Goals –
[A] Answer these questions from the health care blog post below, each on its own line:
(i) About what share of people already have some kind of insurance?
(ii) Up to what age must kids be allowed on a parent's insurance under the law?
(iii) On how many days did the offsite training for work take place?
[B] In the health care blog post below, condense the paragraph beginning "Somewhere in here it also only seems right" into a shorter version that keeps its main points.
[C] For each statement, decide whether the health care blog post below agrees with it. Answer yes or no, and quote the words from the post that settle it.
(i) The writer believes the Obama administration should have pursued the single payer option.
(ii) The writer has a strong sweet tooth.
(iii) The writer expects that a single payer option would have passed.

Extracted text –

Saturday, March 24, 2012

Potato Chips

A first test of the new health care federal law (Obamacare) is headed to the Supreme Court this week.  The focus seems to be the "individual mandate" part of the law.  The argument for this, seems largely to be that the law won't work without it.  That is hardly constitutional justification.  The argument against is much stronger.  If you want to breath in the country, you must buy this product from a private company.  Pretty bold.  A person can live a modern nomadic lifestyle in the barter and cash economy and pay only a small amount of taxes to the various governments in trade for some of the service they provide, but if you want to live, you must buy insurance.
There are a lot of red herrings on both sides of this.  Most (~75%) of us have insurance of some kind already.  The rest get care, although possibly not as good and it isn't free, the rest of us are already paying for it.  Very few people are being harmed by an individual mandate, but that isn't the point.  I'm a little skeptical that the care available to the poor will be much better than their current options.  The Obama administration should have stuck to their guns and gone for the single payer option.  It never would have passed, but at least the argument would have been principle-based.  And, if/when it passes, the inefficient system being put in place would be replaced by a bureaucracy - at least that is an uncomfortable known.  Perhaps a better compromise would have been a single payer minimalist system with employer based coverage above this - sort of like codifying the previous poor arrangement.
Somewhere in here it also only seems right to provide at least some protection from truly frivolous lawsuits. Mistakes will happen and doctors need to be accountable to a different level than mailmen but doctors are human. There might be some malpractice lawyers who are as well.
The largest most bone-headed part of the law is the requirement that kids MUST be allowed on parent's insurance up to the age of 26.  This is horrible.  This is approximately 1/3 of a person's life.  Cut the umbilical chord already.  A person is old enough to vote at age 18, and be put to death by the state.  Old enough to drink themselves into oblivion by 21, but still tied to parents.  When will we see a federal mandate to grow up already.
If you are going to live, you must buy this product from a private company.  And, that company must provide it to your offspring for a third of their life.  Does the single payer system sound worse?

So why is this post called "Potato Chips?"  Food has strong influence on our health.  I'm sitting here eating potato chips while I type this.  This has been a poor food week overall with an offsite training for work on three days.  I don't have much of a sweet tooth, but the stuffed cookies, blondies and cheese cake at 2:00 in the afternoon was too good to pass up.
Oh well, I have health insurance.

Sunday, March 18, 2012

Late Winter to Late Spring

A few weeks ago, I was complaining about this time of year.  Nothing going on, weather teasers, etc.

Raw records –
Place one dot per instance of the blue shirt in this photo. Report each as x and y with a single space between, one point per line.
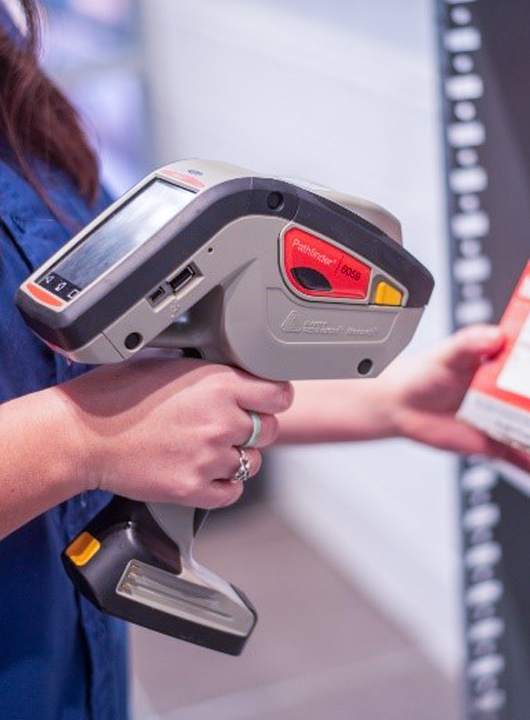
60 658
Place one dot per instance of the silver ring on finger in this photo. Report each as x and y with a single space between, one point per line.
242 474
256 430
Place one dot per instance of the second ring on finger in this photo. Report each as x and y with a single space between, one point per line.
249 463
261 432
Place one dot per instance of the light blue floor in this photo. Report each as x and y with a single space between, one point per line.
320 649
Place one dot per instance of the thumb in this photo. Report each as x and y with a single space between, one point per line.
466 349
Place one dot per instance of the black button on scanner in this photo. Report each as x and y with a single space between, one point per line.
311 279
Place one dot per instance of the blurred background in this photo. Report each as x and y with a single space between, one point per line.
350 553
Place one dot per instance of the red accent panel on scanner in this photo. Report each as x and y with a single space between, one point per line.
43 296
346 276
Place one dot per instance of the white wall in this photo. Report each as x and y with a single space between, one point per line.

Responses per task –
[A]
(i) Most, about 75%.
(ii) Up to age 26.
(iii) Three days.

[B] Some protection from truly frivolous lawsuits seems only right. Mistakes will happen, and doctors should be held accountable to a different level than mailmen, but doctors are human, and so might be some malpractice lawyers.

[C]
(i) Yes: "The Obama administration should have stuck to their guns and gone for the single payer option."
(ii) No: "I don't have much of a sweet tooth"
(iii) No: "It never would have passed"